Reading text.
The Indy Autonomous Challenge (IAC) is a series of races with full-scale autonomous race cars.

The original race took place on the Indianapolis Motor Speedway (IMS) in October 2021. The challenge itself started in November 2019 and consisted of several rounds and hackathons in which the competing teams needed to demonstrate their ability to race autonomously. Each team competing in the final race on the IMS used the same vehicle hardware provided by the organizers. The goal of the IAC was purely to focus on the development of a full autonomous driving software stack that enabled perception, planning and control on the racetrack. In total, 1.5 Million USD was provided as prizes for the winning teams.

Further races have taken place at Texas Motor Speedway and Las Vegas Motor Speedway.

Work to be completed.
From the passage on the Indy Autonomous Challenge, reproduce word for word the part beginning with "The original race" and ending after "Vegas Motor Speedway.".

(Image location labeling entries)
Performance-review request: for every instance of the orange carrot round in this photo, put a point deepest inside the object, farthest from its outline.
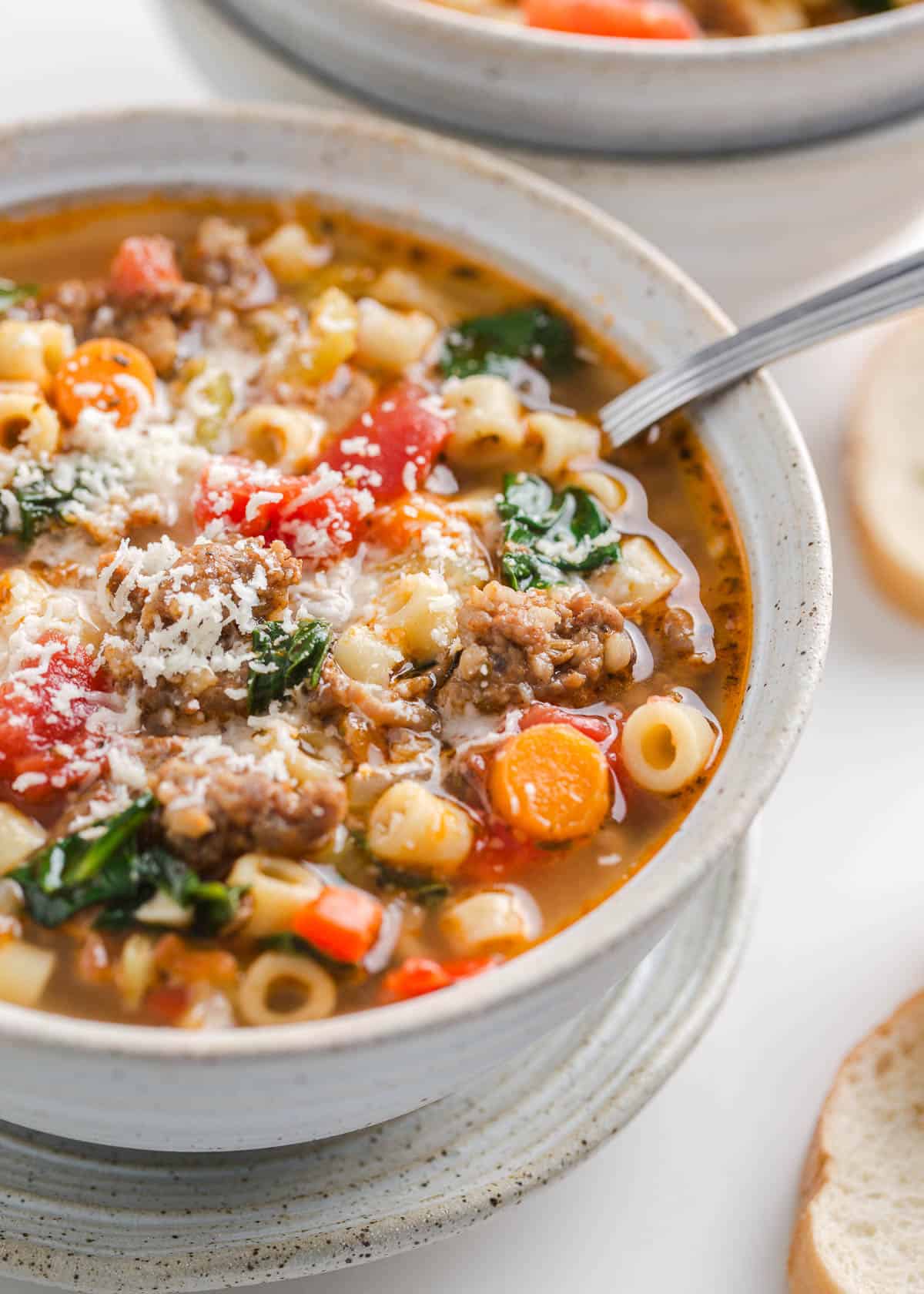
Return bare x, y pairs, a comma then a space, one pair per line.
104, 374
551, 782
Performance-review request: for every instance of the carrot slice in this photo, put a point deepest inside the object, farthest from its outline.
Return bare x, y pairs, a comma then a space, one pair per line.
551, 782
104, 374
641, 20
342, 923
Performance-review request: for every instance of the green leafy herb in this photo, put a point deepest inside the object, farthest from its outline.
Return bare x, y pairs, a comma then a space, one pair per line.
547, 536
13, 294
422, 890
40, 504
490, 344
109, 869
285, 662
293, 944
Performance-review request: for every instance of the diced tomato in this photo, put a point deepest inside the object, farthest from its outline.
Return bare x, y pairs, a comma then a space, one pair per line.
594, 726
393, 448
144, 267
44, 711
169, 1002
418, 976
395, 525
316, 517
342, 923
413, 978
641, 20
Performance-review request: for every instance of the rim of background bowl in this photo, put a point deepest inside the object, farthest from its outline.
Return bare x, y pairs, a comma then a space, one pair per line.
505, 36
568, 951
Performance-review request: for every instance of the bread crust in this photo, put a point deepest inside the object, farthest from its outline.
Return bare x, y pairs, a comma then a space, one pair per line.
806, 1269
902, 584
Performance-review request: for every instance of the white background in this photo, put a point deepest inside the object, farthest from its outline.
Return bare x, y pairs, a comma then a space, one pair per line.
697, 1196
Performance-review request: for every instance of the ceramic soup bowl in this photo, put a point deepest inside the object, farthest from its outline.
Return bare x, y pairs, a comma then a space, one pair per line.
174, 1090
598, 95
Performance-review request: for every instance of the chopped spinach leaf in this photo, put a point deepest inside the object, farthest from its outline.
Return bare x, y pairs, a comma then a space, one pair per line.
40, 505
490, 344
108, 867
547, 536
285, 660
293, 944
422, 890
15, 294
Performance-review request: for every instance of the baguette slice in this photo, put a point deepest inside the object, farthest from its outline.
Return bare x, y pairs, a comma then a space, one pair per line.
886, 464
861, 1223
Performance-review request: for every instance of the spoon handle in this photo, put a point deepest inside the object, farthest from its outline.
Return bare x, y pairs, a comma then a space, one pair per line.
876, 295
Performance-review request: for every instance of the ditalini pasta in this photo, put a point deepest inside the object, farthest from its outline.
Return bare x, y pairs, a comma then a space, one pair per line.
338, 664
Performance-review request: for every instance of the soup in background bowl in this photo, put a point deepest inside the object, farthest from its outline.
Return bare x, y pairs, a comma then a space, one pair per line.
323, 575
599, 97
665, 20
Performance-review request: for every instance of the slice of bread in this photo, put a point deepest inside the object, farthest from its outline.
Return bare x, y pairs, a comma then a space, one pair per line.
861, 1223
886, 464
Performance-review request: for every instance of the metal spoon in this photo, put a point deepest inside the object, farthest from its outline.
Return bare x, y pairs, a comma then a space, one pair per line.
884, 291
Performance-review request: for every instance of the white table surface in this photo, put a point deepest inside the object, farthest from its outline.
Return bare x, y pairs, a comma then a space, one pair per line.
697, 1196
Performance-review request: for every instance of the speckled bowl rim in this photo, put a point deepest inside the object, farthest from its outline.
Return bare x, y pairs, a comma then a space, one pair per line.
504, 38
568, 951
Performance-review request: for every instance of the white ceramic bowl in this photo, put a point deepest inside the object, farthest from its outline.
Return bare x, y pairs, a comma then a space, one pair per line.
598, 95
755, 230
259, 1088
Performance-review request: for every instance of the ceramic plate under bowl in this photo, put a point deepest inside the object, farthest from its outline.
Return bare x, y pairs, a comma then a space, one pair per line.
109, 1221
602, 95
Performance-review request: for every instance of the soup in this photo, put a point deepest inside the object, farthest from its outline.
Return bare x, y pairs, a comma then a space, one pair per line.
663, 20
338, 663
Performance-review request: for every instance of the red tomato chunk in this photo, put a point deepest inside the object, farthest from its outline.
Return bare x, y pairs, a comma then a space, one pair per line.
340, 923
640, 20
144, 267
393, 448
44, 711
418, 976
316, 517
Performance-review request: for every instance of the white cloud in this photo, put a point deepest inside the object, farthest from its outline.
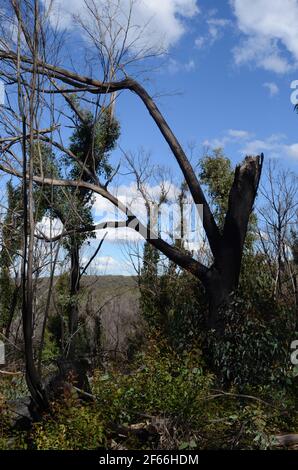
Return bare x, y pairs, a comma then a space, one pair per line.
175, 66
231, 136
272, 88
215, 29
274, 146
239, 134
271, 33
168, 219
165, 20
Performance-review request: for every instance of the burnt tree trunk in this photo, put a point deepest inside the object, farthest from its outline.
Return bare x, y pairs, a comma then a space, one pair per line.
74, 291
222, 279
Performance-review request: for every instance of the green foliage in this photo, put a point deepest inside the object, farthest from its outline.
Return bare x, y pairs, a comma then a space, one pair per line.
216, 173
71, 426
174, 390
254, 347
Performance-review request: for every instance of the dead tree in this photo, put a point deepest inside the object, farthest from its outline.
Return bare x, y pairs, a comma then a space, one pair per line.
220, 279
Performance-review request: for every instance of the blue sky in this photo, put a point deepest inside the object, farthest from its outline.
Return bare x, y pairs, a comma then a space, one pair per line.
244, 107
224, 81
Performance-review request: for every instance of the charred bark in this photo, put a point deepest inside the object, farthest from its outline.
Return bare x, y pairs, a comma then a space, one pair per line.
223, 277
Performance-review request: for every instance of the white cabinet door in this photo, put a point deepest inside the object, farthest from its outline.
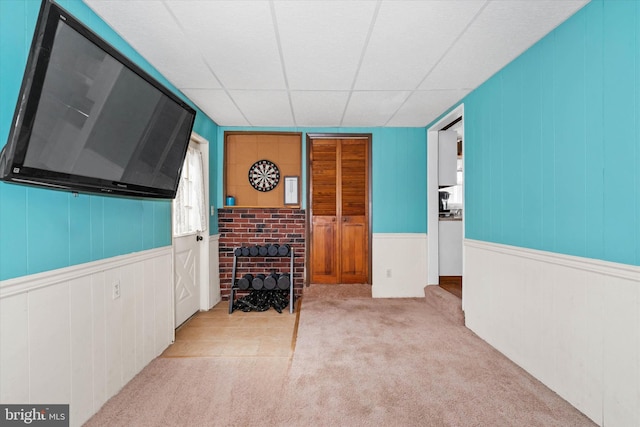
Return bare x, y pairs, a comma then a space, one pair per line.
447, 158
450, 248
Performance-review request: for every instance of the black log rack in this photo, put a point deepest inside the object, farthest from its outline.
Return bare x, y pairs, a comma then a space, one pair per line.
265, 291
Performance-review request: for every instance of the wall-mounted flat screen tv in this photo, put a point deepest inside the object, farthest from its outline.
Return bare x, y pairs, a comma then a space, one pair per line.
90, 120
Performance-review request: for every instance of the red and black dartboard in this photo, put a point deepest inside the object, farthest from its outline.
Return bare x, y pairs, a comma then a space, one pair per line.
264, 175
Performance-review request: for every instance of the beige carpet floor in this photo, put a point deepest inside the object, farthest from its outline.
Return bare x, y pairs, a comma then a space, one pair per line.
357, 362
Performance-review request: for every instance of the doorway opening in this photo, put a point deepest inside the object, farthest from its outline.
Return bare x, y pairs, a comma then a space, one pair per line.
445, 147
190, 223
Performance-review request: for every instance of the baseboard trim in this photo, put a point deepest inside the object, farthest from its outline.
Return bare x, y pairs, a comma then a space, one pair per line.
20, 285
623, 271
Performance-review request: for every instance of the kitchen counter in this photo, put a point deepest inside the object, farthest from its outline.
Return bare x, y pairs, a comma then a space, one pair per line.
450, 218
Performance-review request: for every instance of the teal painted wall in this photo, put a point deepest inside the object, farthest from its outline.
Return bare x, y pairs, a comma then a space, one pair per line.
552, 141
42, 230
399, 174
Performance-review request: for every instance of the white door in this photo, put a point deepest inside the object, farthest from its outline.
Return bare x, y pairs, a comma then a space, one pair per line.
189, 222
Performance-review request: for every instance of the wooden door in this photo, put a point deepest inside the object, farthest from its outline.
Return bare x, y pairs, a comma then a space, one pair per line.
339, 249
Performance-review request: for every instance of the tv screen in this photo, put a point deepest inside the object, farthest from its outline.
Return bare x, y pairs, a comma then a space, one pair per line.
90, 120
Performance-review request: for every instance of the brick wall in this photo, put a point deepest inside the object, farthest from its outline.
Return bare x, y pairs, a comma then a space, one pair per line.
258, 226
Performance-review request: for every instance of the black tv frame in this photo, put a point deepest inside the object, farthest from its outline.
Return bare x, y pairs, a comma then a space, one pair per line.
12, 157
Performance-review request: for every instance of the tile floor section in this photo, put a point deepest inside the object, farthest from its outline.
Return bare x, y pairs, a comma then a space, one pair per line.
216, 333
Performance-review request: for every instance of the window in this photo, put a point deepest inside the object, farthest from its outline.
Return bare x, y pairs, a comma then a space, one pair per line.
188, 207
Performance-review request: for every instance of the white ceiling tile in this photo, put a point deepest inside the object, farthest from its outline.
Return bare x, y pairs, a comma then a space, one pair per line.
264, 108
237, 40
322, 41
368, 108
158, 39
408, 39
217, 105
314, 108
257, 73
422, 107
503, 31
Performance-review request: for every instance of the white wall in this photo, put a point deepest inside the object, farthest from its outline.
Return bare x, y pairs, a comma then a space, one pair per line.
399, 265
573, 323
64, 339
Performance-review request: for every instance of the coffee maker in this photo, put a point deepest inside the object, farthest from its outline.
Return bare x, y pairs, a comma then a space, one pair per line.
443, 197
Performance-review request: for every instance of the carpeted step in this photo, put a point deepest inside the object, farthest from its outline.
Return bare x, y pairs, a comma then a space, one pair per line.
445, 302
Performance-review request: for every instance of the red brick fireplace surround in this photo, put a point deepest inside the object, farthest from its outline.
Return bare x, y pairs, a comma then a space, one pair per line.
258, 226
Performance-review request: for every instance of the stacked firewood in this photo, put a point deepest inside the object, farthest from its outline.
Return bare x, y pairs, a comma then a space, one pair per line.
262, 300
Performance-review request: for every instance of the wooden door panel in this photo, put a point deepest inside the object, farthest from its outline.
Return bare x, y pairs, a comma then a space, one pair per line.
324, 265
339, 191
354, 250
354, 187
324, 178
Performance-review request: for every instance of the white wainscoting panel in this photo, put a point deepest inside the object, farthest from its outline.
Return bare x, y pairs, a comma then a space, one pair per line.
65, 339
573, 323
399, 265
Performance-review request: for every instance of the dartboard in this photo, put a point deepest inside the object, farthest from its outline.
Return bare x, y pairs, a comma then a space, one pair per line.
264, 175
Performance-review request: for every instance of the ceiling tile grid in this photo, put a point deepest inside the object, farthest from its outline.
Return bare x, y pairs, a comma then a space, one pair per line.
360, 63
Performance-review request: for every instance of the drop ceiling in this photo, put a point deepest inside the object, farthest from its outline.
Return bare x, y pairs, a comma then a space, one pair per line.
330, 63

Full output.
The original race took place on the Indianapolis Motor Speedway (IMS) in October 2021. The challenge itself started in November 2019 and consisted of several rounds and hackathons in which the competing teams needed to demonstrate their ability to race autonomously. Each team competing in the final race on the IMS used the same vehicle hardware provided by the organizers. The goal of the IAC was purely to focus on the development of a full autonomous driving software stack that enabled perception, planning and control on the racetrack. In total, 1.5 Million USD was provided as prizes for the winning teams.

Further races have taken place at Texas Motor Speedway and Las Vegas Motor Speedway.